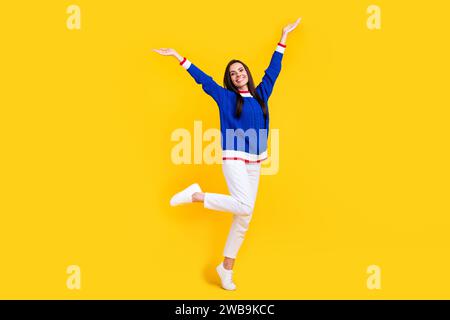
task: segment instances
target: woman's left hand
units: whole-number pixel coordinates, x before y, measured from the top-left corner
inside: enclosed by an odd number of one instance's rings
[[[298,18],[294,23],[288,24],[286,27],[283,28],[283,35],[287,35],[289,32],[294,30],[298,24],[300,23],[300,20],[302,18]]]

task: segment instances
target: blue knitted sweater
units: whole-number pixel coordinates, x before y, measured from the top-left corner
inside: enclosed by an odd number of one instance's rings
[[[256,87],[259,96],[267,105],[264,117],[261,105],[249,91],[239,91],[244,99],[240,117],[236,117],[237,93],[218,85],[211,76],[201,71],[184,57],[180,62],[197,84],[210,95],[219,107],[221,145],[223,160],[242,160],[257,163],[267,159],[267,138],[269,134],[268,100],[275,81],[281,71],[281,60],[286,46],[278,43],[269,67],[265,70],[261,83]]]

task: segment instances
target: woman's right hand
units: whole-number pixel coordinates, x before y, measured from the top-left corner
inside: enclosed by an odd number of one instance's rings
[[[171,48],[160,48],[160,49],[153,49],[153,51],[159,53],[163,56],[172,56],[175,57],[179,62],[183,61],[183,57],[178,54],[174,49]]]
[[[171,48],[160,48],[160,49],[153,49],[153,51],[159,53],[163,56],[173,56],[175,57],[179,62],[183,61],[183,57],[178,54],[174,49]]]
[[[177,53],[174,49],[171,48],[153,49],[153,51],[158,52],[163,56],[175,56],[175,54]]]

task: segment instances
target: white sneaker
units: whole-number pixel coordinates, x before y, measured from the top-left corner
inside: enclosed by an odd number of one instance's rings
[[[192,203],[192,195],[195,192],[202,192],[202,189],[200,189],[200,186],[197,183],[191,184],[183,191],[174,195],[172,199],[170,199],[170,205],[174,207],[184,203]]]
[[[221,263],[216,267],[216,271],[219,274],[222,288],[225,290],[236,290],[236,285],[233,283],[233,270],[225,269]]]

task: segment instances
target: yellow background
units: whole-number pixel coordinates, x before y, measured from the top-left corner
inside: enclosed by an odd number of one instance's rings
[[[445,3],[2,3],[0,298],[450,298]],[[171,133],[218,127],[217,107],[151,48],[220,84],[242,59],[259,81],[298,16],[270,100],[279,172],[261,177],[227,292],[214,267],[231,214],[169,206],[193,182],[227,192],[219,164],[170,159]]]

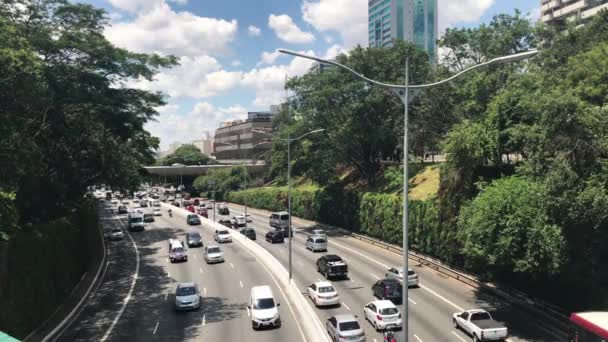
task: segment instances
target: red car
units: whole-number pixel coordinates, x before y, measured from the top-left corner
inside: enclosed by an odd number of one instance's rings
[[[188,210],[189,212],[193,213],[194,212],[194,207],[189,205],[186,207],[186,210]]]
[[[194,204],[195,207],[198,207],[199,205],[201,205],[201,202],[199,201],[198,198],[195,198],[194,201],[192,202],[192,204]]]
[[[201,215],[202,217],[209,218],[209,216],[207,216],[207,215],[208,215],[208,214],[207,214],[207,208],[202,208],[202,207],[199,207],[199,208],[196,210],[196,213],[197,213],[197,214],[199,214],[199,215]]]

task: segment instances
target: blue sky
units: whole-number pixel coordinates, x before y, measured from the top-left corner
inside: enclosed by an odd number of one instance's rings
[[[168,104],[147,129],[173,142],[201,139],[222,121],[266,110],[284,97],[285,75],[310,64],[276,53],[289,48],[332,58],[367,44],[368,0],[83,0],[106,9],[114,44],[173,54],[181,65],[154,82],[127,86],[163,91]],[[514,8],[537,17],[538,0],[439,0],[440,31],[472,27]]]

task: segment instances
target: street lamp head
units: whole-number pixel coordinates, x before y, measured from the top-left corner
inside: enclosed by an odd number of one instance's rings
[[[185,165],[184,164],[180,164],[180,163],[171,164],[171,167],[183,167],[183,166],[185,166]]]
[[[538,50],[529,50],[521,53],[516,53],[513,55],[498,57],[490,60],[488,64],[504,64],[504,63],[513,63],[523,61],[529,58],[532,58],[538,54]]]
[[[315,57],[315,56],[311,56],[311,55],[306,55],[306,54],[303,54],[303,53],[299,53],[299,52],[295,52],[295,51],[291,51],[291,50],[287,50],[287,49],[279,49],[278,51],[280,53],[284,53],[284,54],[287,54],[287,55],[292,55],[292,56],[296,56],[296,57],[302,57],[302,58],[312,59],[313,61],[317,61],[317,62],[321,62],[321,63],[332,64],[330,61],[325,60],[323,58],[319,58],[319,57]]]

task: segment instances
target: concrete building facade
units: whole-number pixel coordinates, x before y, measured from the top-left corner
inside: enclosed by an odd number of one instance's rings
[[[540,5],[540,20],[544,23],[584,24],[601,10],[608,9],[608,0],[541,0]]]
[[[216,161],[239,164],[251,163],[253,158],[262,160],[264,152],[272,146],[263,142],[271,138],[253,130],[272,133],[272,117],[270,112],[249,112],[245,121],[224,123],[215,131],[213,148]]]

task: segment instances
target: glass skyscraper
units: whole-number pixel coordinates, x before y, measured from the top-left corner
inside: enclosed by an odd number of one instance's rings
[[[437,58],[437,0],[368,0],[370,46],[410,41]]]

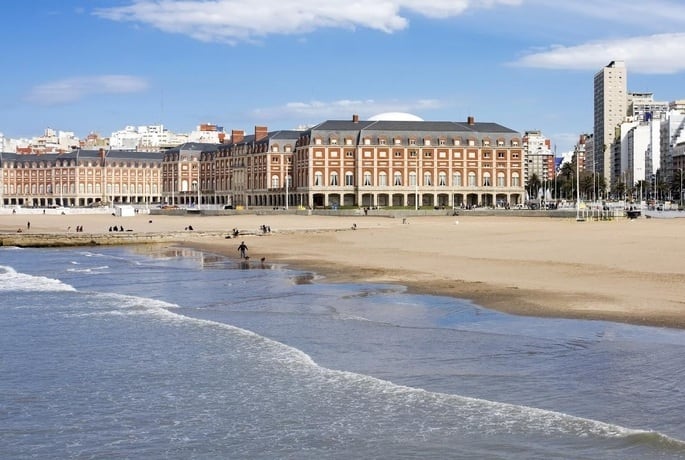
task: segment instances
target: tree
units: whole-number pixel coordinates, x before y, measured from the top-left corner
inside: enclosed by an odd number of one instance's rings
[[[580,174],[580,191],[581,195],[587,199],[587,197],[592,196],[592,189],[595,184],[592,180],[592,173],[582,173]]]
[[[531,174],[528,178],[528,186],[526,187],[528,190],[528,196],[531,200],[534,200],[538,197],[538,190],[540,190],[541,185],[542,184],[538,175],[535,173]]]

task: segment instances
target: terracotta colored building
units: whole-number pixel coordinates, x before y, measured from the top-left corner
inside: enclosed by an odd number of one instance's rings
[[[406,114],[405,114],[406,115]],[[472,207],[524,201],[521,135],[496,123],[328,120],[163,153],[2,154],[2,203]]]
[[[161,198],[162,155],[74,150],[62,154],[0,153],[5,206],[151,204]]]

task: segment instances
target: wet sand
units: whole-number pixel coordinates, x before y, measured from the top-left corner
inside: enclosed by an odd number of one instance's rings
[[[264,257],[328,282],[401,284],[518,315],[685,328],[685,219],[0,216],[0,232],[102,234],[112,225],[181,232],[174,244],[235,258],[245,241],[250,264]],[[233,228],[243,235],[226,239]]]

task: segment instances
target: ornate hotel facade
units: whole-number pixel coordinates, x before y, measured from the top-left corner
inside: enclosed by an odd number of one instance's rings
[[[144,204],[161,199],[161,155],[74,150],[0,153],[0,203],[24,207]]]
[[[496,123],[328,120],[163,153],[2,154],[4,205],[471,207],[524,201],[520,133]]]

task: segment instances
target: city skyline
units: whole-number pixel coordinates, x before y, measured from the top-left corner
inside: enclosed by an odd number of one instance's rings
[[[249,132],[401,111],[540,130],[561,155],[592,133],[610,61],[626,62],[628,91],[685,97],[685,6],[570,3],[13,2],[0,132]]]

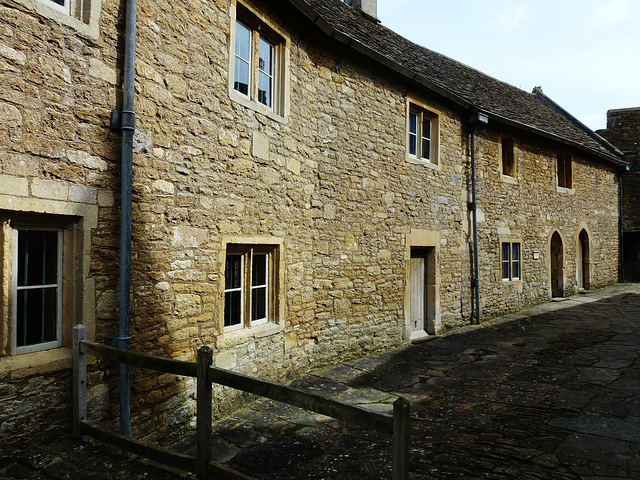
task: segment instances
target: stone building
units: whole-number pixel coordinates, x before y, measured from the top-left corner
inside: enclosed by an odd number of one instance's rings
[[[617,281],[618,150],[373,0],[275,3],[138,2],[133,350],[286,380]],[[71,327],[118,332],[124,15],[0,0],[6,445],[68,428]],[[132,372],[134,434],[184,426],[192,387]]]
[[[598,131],[624,153],[622,175],[622,252],[625,281],[640,280],[640,108],[607,112],[607,128]]]

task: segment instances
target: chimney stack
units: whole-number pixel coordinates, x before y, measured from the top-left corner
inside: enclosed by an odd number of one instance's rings
[[[378,19],[378,0],[343,0],[343,2],[361,10],[375,20]]]

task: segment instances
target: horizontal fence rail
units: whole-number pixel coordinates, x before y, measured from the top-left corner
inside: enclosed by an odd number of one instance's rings
[[[251,477],[211,461],[212,383],[217,383],[391,434],[393,436],[393,480],[409,478],[410,406],[409,402],[402,397],[394,402],[393,415],[373,412],[297,388],[214,367],[213,352],[206,346],[198,350],[197,362],[183,362],[87,341],[86,329],[82,325],[76,325],[73,329],[73,346],[73,432],[78,437],[91,435],[132,453],[196,472],[199,480],[208,478],[209,474],[221,480],[250,479]],[[196,456],[183,455],[152,446],[88,422],[86,420],[86,355],[134,367],[196,378]]]

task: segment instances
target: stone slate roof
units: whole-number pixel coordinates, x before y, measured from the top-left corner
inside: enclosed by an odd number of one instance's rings
[[[472,112],[615,163],[622,154],[540,89],[527,93],[417,45],[340,0],[289,0],[326,34]]]

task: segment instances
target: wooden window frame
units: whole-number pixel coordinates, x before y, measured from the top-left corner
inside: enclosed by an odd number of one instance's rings
[[[277,269],[278,269],[278,261],[277,261],[277,247],[272,245],[242,245],[242,244],[230,244],[227,245],[227,250],[225,253],[225,269],[224,269],[224,307],[223,307],[223,329],[225,332],[238,330],[242,328],[251,328],[258,325],[266,324],[266,323],[277,323],[277,315],[276,315],[276,292],[277,285],[276,279]],[[240,256],[241,257],[241,275],[240,275],[240,286],[227,288],[226,280],[227,280],[227,264],[226,259],[230,256]],[[255,263],[254,259],[257,256],[265,256],[266,257],[266,274],[264,282],[260,284],[254,284],[254,268]],[[254,300],[255,300],[255,292],[258,289],[265,288],[265,305],[264,311],[265,316],[261,318],[253,318],[254,315]],[[234,322],[233,324],[226,325],[227,318],[227,293],[231,292],[240,292],[241,301],[240,301],[240,321]]]
[[[516,257],[516,255],[514,255],[515,246],[517,246],[517,258],[514,258]],[[507,247],[506,251],[505,247]],[[514,271],[516,270],[514,266],[517,266],[517,275],[514,275]],[[522,280],[522,242],[513,241],[500,243],[500,267],[503,282]]]
[[[500,135],[500,173],[503,177],[516,178],[517,157],[515,139]]]
[[[53,284],[40,284],[40,285],[19,285],[19,271],[24,268],[19,257],[19,236],[21,232],[56,232],[57,244],[56,244],[56,281]],[[41,350],[49,350],[51,348],[59,348],[62,346],[62,299],[63,299],[63,286],[62,286],[62,272],[63,272],[63,234],[60,227],[35,227],[35,226],[14,226],[13,227],[13,245],[12,245],[12,313],[11,313],[11,351],[15,355],[23,353],[38,352]],[[27,262],[28,262],[27,255]],[[19,292],[33,291],[33,290],[53,290],[55,289],[55,339],[48,341],[41,341],[31,344],[18,345],[18,297]],[[26,310],[26,307],[24,308]],[[25,312],[26,313],[26,312]],[[44,322],[44,320],[43,320]],[[26,334],[26,322],[23,327]],[[44,329],[44,326],[42,327]]]
[[[556,157],[556,184],[560,188],[573,189],[573,155],[558,152]]]
[[[440,163],[440,113],[416,101],[407,101],[406,152],[407,161],[438,166]],[[413,119],[415,118],[415,121]],[[425,126],[429,126],[425,135]],[[429,143],[425,155],[425,142]]]

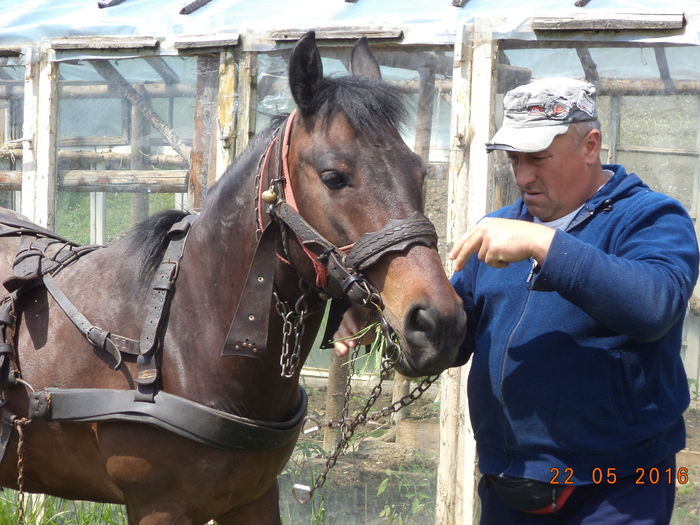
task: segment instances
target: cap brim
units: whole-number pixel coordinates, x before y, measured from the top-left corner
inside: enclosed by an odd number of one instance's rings
[[[554,137],[569,129],[569,124],[556,126],[513,127],[503,126],[486,144],[486,151],[495,149],[535,153],[547,149]]]

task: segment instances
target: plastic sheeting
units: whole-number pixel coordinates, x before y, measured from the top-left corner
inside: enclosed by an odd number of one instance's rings
[[[183,0],[125,0],[99,9],[97,0],[0,0],[0,45],[36,43],[65,36],[173,36],[249,33],[275,29],[333,27],[400,28],[404,43],[451,43],[456,29],[475,18],[488,18],[496,32],[523,36],[532,16],[574,12],[679,12],[690,25],[681,41],[697,43],[697,0],[591,0],[576,8],[574,0],[211,0],[189,15],[179,14]],[[700,24],[698,24],[700,25]],[[527,38],[527,36],[526,36]],[[529,38],[533,38],[530,32]]]

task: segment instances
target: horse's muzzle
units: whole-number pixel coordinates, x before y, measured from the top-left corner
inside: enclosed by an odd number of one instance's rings
[[[403,355],[395,368],[409,377],[439,374],[454,366],[464,341],[467,316],[461,307],[446,314],[429,304],[414,305],[403,326]]]

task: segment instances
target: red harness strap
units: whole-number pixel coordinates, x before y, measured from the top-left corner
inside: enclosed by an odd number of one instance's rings
[[[284,127],[284,133],[282,135],[282,173],[281,176],[284,179],[284,199],[289,203],[289,205],[296,211],[297,213],[299,212],[299,208],[297,207],[296,199],[294,198],[294,190],[292,188],[292,181],[291,178],[289,177],[289,137],[292,132],[292,124],[294,122],[294,119],[296,118],[297,115],[297,110],[295,109],[289,114],[289,117],[287,117],[286,125]],[[263,158],[262,162],[262,167],[261,167],[261,173],[265,173],[265,170],[267,168],[268,164],[268,158],[270,157],[270,152],[273,151],[273,146],[277,140],[280,140],[280,137],[277,136],[275,137],[274,140],[270,142],[270,145],[267,147],[267,150],[265,151],[265,157]],[[260,177],[260,184],[258,187],[258,200],[261,199],[262,191],[263,191],[263,184],[264,180],[263,177]],[[258,222],[260,224],[260,227],[262,228],[263,225],[263,217],[262,217],[262,209],[258,207]],[[306,246],[304,246],[302,243],[301,247],[303,248],[304,252],[308,256],[308,258],[311,260],[311,263],[314,266],[314,270],[316,272],[316,287],[320,288],[321,290],[325,289],[328,286],[328,270],[326,267],[318,260],[316,257],[316,254],[314,254],[311,250],[309,250]],[[353,243],[354,244],[354,243]],[[350,244],[348,246],[343,246],[340,248],[344,252],[347,252],[352,248],[353,244]],[[284,257],[281,255],[277,254],[277,257],[289,264],[291,266],[291,263],[287,261]]]

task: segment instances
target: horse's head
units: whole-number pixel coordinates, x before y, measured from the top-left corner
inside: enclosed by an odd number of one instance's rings
[[[353,76],[324,78],[313,32],[297,43],[289,63],[298,108],[289,128],[289,185],[299,213],[336,246],[420,212],[426,174],[398,131],[404,116],[400,92],[381,81],[364,38],[353,49],[351,70]],[[295,266],[303,266],[296,248]],[[311,271],[308,263],[306,269]],[[397,369],[419,376],[452,365],[465,314],[434,243],[425,236],[409,240],[362,273],[379,291],[399,335],[404,355]]]

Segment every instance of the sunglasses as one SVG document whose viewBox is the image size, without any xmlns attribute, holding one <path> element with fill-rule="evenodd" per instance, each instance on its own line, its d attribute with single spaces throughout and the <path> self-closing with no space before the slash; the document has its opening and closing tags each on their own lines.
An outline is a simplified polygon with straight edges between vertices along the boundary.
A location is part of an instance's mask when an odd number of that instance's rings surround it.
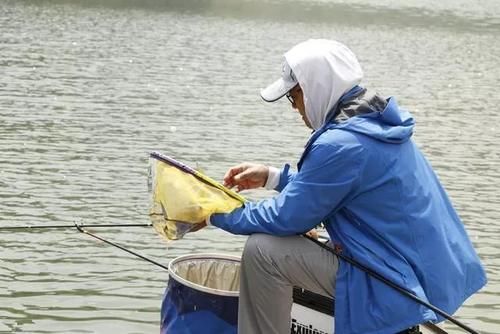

◆ TASK ITEM: Using the material above, find each line that holds "woman" and copy that line.

◆ ANSWER BOX:
target: woman's left hand
target: woman's right hand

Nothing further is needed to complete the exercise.